▶ _Ziel_
Führe den Text über Tony Blairs Forderung nach einer neuen Abstimmung über den Brexit im Anschluss an seinen letzten Satz weiter.

LissabonDer langjährige britische Regierungschef Tony Blair fordert eine neue Abstimmung über den Austritt Großbritanniens aus der EU. „Angesichts der enormen Uneinigkeit darüber, was der Brexit wirklich bedeutet und wie er aussehen soll, wäre es das Logischste, die Leute noch einmal zu fragen, ob sie noch weitermachen wollen“, sagt Blair im Gespräch mit dem Handelsblatt.
Bei Mays Plan würde Großbritannien aber nichts gewinnen. „Alles, was wir dann erreicht hätten, wäre die Kontrolle zu verlieren, weil wir nicht mehr mit an den europäischen Tischen sitzen würden. Dabei ging es bei dem Votum gerade darum, die Kontrolle zurück zu holen.“
Die Alternative aber – eine vollständige Trennung – habe gravierende wirtschaftliche Nachteile. Die Briten hätten also nur die Wahl zwischen einem „sinnlosen“ und einem „schmerzhaften“ Brexit und das sei ihnen zum Zeitpunkt des Referendums im Juni 2016 nicht klar gewesen.
Er rechnet damit, dass die EU nach einer möglichen Blockade des weichen Brexits im Parlament wieder zu Gesprächen für den Verbleib der Briten bereit sei. „Dann spricht sehr viel dafür, dass Europa auf uns zukommt und ein neues Angebot für Verhandlungen macht, unter welchen Bedingungen Großbritannien in der EU bleiben kann.“
Europa habe sich seit dem Brexit-Referendum auch geändert und gehe heute etwas das Thema Immigration anders an. „Deshalb wäre das Beste ein neues Angebot, in dem die Briten entscheiden könnten, in einem reformierten Europa zu bleiben.“
Gerade in Zeiten wo China und die USA in der digitalen Revolution deutlich vor Europa liegen, sei es wichtig, dass die EU das Thema als Gemeinschaft angehe. Blair hat in seiner Amtszeit zusammen mit dem damaligen deutschen Bundeskanzler Gerhard Schröder den so genannten dritten Weg etabliert – eine Politik, die die beiden sozialdemokratischen Parteien modernisierte und in die politische Mitte rückte.

▶ _Bereitgestellte Datensätze_
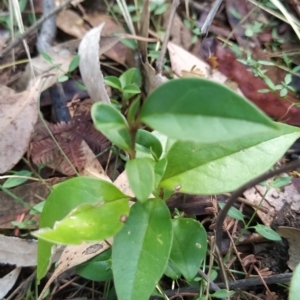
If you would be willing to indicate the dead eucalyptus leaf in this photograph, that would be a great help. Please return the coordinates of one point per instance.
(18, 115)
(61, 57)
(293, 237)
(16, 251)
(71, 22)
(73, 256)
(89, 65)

▶ _Die Antwort_
Für den starken Zuspruch, den Populisten weltweit derzeit verzeichnen, macht er zum Teil das Ende dieses Modernisierungsprozesses verantwortlich. Als er die Politik verlassen habe, hätte seine Labour-Partei „sich auf das alte Argument besonnen, dass Modernisierung Betrug ist und hat eine Rolle rückwärts nach links vollzogen“, so Blair.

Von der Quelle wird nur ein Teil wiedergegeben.